§ **Records**
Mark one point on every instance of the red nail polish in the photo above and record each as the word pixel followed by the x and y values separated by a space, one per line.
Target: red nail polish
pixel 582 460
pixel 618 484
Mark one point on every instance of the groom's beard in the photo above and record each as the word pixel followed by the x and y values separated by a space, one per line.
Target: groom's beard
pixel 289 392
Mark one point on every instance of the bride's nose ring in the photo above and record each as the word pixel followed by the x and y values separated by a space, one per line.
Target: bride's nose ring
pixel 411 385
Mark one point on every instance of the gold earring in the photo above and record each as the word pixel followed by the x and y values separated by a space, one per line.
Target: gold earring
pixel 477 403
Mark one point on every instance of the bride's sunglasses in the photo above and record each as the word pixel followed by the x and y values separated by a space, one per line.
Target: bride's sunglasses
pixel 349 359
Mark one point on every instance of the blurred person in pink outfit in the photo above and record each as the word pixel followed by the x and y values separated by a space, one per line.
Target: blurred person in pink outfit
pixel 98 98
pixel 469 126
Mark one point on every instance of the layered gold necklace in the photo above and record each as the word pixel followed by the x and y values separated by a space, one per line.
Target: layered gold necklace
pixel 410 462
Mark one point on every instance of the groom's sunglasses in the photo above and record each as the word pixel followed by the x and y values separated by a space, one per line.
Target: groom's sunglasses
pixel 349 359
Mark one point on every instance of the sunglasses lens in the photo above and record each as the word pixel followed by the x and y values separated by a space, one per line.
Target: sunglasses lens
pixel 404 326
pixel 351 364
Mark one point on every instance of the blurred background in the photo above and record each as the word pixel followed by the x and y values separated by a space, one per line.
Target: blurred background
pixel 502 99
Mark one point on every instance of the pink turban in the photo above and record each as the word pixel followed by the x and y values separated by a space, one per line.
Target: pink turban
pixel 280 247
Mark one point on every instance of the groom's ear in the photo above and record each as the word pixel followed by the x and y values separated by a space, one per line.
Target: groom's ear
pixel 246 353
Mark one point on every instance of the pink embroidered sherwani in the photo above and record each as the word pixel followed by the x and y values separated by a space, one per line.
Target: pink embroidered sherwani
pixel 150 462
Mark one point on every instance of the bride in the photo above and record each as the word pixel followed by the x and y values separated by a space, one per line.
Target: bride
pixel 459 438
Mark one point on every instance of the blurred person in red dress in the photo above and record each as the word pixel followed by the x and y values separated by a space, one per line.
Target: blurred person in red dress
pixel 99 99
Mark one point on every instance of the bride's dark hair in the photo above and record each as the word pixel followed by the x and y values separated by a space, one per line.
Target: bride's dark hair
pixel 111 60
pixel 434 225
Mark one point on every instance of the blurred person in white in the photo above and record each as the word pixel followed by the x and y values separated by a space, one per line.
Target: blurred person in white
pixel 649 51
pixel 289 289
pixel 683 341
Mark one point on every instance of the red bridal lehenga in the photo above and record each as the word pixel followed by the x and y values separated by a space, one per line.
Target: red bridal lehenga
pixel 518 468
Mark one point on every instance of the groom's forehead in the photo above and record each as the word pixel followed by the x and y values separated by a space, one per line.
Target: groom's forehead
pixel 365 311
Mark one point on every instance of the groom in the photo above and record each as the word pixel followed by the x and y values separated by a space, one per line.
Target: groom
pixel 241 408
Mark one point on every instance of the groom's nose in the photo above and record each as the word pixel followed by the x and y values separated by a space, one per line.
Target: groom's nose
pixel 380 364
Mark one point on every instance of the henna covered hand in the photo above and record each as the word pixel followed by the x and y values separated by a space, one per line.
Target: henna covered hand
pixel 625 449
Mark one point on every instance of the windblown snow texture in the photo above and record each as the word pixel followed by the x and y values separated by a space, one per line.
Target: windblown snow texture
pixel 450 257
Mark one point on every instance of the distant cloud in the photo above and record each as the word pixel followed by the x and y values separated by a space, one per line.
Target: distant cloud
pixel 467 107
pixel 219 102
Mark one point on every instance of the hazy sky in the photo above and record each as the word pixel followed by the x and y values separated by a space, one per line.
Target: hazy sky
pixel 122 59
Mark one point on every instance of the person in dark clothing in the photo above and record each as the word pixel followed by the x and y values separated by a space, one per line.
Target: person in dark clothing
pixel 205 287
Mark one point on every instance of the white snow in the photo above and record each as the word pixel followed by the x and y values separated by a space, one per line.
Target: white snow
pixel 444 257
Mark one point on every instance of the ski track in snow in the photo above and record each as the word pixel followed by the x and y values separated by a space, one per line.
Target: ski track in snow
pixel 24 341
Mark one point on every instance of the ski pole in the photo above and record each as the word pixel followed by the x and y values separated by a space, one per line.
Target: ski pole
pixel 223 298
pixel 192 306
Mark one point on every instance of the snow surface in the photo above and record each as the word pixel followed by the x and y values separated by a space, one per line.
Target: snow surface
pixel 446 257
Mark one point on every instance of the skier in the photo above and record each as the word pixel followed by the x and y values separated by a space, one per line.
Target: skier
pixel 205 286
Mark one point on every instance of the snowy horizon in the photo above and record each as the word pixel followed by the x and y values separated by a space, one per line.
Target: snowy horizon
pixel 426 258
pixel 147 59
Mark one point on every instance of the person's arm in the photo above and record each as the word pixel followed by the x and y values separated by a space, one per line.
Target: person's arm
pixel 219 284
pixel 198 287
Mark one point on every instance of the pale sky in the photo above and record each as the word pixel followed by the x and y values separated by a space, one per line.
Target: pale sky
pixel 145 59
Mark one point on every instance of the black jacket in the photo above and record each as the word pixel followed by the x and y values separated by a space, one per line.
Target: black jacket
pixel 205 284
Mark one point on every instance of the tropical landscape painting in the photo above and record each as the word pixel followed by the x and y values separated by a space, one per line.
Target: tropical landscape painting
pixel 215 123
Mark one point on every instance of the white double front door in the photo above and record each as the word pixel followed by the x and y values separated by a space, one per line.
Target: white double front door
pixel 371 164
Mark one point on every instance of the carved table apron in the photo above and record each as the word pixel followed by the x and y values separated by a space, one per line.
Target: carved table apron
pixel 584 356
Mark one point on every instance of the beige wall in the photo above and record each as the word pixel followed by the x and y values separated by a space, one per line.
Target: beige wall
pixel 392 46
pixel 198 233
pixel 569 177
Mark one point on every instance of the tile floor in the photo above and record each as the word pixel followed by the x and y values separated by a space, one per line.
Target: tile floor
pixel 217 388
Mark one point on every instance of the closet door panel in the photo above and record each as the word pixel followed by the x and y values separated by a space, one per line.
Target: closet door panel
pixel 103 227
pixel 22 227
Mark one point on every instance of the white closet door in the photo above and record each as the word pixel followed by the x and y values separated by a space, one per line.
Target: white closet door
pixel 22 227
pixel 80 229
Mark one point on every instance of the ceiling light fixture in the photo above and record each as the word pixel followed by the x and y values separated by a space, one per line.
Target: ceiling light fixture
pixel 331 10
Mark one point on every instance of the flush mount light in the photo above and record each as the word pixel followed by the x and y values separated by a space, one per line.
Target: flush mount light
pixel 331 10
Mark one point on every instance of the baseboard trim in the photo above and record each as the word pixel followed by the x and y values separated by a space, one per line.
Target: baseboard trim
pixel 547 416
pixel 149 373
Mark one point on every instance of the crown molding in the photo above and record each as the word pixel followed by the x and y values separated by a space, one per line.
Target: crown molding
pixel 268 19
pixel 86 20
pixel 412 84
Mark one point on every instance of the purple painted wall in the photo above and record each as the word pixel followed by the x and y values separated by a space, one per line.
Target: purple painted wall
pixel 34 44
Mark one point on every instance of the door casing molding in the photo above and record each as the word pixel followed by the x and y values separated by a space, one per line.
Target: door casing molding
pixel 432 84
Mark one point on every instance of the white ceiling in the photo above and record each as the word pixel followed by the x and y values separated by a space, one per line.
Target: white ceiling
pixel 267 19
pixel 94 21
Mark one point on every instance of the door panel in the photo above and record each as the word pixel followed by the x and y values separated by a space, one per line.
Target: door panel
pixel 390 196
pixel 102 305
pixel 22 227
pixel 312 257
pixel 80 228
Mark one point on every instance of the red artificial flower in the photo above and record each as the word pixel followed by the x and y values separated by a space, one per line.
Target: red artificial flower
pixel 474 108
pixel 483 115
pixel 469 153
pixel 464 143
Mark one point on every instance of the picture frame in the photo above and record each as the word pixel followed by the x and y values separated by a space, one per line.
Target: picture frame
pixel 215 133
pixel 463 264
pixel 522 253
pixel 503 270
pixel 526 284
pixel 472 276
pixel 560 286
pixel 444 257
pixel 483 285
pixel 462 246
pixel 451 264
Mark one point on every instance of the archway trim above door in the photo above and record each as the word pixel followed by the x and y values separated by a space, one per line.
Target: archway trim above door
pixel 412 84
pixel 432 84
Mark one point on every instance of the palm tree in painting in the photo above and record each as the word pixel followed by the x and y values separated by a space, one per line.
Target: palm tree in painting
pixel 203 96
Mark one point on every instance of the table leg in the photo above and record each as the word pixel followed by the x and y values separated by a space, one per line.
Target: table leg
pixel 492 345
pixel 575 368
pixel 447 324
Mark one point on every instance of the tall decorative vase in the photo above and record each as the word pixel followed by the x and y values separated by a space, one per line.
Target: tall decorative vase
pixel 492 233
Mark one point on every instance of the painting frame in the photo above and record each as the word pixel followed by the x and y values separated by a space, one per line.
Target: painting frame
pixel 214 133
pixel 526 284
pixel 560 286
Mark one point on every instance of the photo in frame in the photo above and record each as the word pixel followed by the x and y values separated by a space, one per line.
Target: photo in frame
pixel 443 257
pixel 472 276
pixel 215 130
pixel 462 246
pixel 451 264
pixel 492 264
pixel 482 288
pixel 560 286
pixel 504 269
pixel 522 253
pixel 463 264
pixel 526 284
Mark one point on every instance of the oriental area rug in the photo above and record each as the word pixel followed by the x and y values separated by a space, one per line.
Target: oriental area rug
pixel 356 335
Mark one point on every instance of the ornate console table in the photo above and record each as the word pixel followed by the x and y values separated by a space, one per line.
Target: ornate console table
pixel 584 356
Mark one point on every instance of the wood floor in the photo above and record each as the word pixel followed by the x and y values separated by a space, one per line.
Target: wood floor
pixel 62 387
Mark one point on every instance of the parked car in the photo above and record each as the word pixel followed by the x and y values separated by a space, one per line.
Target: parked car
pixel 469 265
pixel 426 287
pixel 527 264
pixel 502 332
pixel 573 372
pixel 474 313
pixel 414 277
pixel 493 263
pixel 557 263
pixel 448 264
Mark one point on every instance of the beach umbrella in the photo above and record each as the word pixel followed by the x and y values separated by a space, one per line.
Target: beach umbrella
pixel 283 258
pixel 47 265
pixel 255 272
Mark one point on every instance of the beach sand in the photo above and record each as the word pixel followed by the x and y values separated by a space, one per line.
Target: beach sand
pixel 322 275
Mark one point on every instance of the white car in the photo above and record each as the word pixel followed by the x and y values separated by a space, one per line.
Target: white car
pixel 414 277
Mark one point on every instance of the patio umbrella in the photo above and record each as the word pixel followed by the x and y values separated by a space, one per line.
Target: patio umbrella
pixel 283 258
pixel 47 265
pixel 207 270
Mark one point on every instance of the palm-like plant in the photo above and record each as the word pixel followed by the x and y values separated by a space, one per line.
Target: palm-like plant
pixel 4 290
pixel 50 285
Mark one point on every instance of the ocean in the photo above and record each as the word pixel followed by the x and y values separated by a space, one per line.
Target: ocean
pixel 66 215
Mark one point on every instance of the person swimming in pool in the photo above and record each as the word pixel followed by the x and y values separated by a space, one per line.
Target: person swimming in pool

§ **Short exercise**
Output everything in the material from the line containing "Mark one point on every instance of the sunglasses" down to the line containing "pixel 502 99" as a numbered list, leaving out any blank lines.

§ **Finished task**
1. Mark one point on every instance of the sunglasses lens in the photo above and record each as the word pixel followed by the x and y values separated by a space, one per line.
2. Target: sunglasses lens
3. pixel 404 326
4. pixel 351 364
5. Mark one point on every instance of the blurred background in the photo above and record each as the word pixel followed by the x and y values separated by a space, one per line.
6. Target: blurred background
7. pixel 502 99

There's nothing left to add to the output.